== What you are asked to do ==
Scan the data below and report how many lines include the word "stripe". Nothing else is wanted.

(Source material Opens)

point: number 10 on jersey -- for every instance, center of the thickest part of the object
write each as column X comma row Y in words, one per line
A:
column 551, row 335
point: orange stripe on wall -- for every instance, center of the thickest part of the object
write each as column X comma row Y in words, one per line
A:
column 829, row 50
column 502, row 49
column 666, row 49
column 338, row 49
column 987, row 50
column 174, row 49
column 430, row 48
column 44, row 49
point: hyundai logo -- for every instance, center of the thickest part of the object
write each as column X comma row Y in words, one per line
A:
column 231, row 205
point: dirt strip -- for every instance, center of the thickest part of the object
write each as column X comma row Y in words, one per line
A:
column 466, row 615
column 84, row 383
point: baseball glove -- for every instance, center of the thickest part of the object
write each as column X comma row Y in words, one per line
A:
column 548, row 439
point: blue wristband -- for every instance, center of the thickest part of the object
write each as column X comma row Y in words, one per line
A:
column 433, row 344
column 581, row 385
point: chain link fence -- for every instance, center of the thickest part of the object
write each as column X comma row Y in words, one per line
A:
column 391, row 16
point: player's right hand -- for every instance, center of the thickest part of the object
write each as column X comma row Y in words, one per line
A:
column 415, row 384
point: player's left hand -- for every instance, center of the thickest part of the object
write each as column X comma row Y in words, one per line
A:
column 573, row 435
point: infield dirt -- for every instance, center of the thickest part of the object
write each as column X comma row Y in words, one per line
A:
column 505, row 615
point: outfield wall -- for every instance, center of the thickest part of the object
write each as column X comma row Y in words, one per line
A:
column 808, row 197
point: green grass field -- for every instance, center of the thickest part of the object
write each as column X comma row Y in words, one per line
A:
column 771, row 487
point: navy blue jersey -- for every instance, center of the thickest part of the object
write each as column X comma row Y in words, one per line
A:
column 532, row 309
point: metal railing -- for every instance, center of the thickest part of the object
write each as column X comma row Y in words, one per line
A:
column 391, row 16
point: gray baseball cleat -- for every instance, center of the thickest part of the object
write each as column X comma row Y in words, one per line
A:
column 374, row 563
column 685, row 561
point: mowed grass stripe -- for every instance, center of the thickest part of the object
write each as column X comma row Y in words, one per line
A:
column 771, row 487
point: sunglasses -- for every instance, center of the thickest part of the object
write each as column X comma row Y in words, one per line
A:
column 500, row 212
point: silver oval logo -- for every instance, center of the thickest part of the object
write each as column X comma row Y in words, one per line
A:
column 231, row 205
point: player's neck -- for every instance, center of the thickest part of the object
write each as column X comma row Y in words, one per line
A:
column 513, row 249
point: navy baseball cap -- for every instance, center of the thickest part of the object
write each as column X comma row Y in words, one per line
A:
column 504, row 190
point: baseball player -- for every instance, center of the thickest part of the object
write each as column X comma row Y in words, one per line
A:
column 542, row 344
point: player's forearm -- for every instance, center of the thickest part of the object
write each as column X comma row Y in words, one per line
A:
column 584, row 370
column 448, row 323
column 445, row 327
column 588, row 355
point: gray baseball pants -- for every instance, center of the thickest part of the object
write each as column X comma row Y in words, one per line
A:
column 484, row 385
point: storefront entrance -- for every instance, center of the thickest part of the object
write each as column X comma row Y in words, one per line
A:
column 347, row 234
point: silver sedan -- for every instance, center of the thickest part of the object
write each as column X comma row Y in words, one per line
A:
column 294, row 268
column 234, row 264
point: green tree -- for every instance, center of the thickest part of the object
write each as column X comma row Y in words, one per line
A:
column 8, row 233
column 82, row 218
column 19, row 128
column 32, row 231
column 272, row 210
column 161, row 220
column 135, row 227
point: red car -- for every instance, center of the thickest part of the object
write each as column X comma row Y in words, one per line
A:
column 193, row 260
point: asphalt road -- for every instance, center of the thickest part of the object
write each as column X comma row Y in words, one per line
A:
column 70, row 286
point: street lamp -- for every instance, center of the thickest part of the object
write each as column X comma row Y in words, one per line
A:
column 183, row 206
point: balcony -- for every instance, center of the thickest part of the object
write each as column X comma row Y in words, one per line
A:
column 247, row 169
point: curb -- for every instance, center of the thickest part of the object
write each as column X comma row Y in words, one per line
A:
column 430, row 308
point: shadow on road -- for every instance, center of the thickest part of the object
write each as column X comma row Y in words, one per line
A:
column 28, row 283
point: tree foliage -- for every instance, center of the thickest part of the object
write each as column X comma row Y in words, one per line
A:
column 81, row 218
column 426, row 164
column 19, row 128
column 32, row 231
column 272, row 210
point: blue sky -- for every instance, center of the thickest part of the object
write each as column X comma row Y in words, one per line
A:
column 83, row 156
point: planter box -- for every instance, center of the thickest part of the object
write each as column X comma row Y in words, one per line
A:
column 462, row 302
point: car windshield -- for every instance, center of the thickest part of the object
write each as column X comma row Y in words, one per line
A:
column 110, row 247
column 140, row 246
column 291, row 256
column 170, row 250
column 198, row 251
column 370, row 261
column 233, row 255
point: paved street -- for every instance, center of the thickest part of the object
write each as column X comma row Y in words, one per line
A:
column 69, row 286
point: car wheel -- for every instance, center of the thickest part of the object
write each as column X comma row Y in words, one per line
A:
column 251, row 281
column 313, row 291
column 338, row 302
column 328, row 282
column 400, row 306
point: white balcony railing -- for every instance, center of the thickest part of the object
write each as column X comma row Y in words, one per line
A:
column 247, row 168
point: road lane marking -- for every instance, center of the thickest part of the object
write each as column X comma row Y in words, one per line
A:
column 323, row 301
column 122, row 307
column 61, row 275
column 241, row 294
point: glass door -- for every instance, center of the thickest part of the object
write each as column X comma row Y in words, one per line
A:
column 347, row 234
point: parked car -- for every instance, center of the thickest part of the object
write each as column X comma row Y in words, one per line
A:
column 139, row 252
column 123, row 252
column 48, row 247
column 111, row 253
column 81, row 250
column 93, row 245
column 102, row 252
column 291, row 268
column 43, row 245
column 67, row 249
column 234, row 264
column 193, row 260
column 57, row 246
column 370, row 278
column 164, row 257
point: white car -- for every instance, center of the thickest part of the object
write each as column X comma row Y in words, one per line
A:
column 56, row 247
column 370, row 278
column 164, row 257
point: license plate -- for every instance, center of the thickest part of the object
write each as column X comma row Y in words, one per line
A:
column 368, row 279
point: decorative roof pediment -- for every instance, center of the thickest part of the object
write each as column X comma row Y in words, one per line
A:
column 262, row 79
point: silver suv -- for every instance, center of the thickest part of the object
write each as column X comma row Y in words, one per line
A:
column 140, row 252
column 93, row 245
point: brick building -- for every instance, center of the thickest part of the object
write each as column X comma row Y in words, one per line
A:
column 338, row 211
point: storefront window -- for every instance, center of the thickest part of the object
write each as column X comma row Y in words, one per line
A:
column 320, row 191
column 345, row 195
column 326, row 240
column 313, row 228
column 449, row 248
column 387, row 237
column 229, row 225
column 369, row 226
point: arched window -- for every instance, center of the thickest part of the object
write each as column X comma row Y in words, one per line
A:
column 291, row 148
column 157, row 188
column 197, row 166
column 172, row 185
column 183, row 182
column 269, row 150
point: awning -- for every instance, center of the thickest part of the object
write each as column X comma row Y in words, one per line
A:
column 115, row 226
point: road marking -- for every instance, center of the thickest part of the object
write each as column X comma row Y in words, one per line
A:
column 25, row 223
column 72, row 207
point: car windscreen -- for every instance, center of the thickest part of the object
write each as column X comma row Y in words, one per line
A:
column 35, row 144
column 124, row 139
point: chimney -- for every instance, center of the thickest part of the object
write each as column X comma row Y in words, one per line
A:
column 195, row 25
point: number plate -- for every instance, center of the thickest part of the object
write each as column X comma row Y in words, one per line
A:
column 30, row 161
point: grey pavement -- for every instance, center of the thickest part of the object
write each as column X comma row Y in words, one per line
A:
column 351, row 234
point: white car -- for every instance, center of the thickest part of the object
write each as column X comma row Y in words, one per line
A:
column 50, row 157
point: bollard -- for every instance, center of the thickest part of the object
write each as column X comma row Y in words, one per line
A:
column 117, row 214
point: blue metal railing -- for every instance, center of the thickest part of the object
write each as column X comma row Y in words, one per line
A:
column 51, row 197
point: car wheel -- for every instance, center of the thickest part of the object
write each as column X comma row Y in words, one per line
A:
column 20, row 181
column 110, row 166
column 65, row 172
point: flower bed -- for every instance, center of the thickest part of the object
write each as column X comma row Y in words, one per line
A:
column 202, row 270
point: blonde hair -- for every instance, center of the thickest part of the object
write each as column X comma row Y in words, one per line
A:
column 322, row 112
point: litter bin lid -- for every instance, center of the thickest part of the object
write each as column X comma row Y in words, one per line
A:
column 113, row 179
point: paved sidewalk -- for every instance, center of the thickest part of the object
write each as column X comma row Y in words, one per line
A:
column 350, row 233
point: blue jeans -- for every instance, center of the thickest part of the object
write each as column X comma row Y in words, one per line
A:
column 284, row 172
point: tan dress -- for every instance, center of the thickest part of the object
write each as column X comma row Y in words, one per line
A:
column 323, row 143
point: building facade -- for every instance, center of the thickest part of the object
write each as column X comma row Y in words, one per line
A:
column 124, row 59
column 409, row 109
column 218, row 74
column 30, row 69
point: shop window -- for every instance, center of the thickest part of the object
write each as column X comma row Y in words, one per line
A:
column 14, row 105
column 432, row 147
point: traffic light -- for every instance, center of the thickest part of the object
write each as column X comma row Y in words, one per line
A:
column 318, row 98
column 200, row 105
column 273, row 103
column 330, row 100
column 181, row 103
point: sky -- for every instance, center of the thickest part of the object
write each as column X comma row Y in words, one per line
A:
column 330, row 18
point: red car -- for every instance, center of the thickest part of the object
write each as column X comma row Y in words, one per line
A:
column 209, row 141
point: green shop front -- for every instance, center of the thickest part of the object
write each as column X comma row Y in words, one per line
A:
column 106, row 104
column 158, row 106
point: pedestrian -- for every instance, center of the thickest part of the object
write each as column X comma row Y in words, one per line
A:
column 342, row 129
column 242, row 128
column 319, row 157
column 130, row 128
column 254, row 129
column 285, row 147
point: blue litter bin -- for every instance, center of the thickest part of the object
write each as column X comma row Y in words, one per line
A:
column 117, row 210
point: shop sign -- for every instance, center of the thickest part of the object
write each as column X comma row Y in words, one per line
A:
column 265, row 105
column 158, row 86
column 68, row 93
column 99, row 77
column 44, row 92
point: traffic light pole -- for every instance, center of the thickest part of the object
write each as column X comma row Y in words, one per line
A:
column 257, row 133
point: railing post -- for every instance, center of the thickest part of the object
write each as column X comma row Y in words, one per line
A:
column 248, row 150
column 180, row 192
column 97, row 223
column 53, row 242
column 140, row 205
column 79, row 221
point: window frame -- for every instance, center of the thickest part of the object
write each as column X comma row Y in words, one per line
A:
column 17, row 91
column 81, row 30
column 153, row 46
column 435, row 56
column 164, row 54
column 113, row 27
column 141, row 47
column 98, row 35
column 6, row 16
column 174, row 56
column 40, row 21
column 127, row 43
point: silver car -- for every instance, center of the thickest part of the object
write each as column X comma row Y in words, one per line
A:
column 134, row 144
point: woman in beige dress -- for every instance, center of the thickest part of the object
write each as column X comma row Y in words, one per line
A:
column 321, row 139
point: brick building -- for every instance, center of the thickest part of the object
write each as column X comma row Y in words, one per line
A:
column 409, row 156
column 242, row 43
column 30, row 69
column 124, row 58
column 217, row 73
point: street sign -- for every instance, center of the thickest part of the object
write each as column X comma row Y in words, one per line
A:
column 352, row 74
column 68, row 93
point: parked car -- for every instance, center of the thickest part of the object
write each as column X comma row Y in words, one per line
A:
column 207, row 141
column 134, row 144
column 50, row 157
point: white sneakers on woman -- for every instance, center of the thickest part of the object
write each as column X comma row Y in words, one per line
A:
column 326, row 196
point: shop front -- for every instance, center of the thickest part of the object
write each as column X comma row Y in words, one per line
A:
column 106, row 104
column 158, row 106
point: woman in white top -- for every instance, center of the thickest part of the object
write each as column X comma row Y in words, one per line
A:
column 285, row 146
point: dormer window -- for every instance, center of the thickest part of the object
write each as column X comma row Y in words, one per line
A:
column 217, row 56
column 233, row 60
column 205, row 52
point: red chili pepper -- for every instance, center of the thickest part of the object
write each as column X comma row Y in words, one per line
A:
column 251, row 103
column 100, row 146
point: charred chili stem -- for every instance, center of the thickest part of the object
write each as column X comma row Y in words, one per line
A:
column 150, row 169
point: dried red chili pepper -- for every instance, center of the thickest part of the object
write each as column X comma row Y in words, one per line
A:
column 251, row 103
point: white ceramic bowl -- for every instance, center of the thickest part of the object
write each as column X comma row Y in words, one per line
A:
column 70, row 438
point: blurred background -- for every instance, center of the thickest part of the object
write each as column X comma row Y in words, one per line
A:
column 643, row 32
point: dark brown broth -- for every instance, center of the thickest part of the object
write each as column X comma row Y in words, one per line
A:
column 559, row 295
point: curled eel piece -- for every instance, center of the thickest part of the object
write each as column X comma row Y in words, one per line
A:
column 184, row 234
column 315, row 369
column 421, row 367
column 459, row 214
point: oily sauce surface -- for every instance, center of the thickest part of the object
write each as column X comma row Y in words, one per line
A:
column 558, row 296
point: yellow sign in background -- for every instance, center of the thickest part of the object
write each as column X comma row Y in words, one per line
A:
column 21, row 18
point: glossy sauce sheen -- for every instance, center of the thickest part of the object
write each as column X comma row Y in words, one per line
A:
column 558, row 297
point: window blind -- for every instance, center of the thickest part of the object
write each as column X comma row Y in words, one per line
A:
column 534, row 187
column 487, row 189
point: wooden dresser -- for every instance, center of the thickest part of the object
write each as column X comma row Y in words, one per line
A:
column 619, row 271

(Source material Closes)

== Completed task ==
2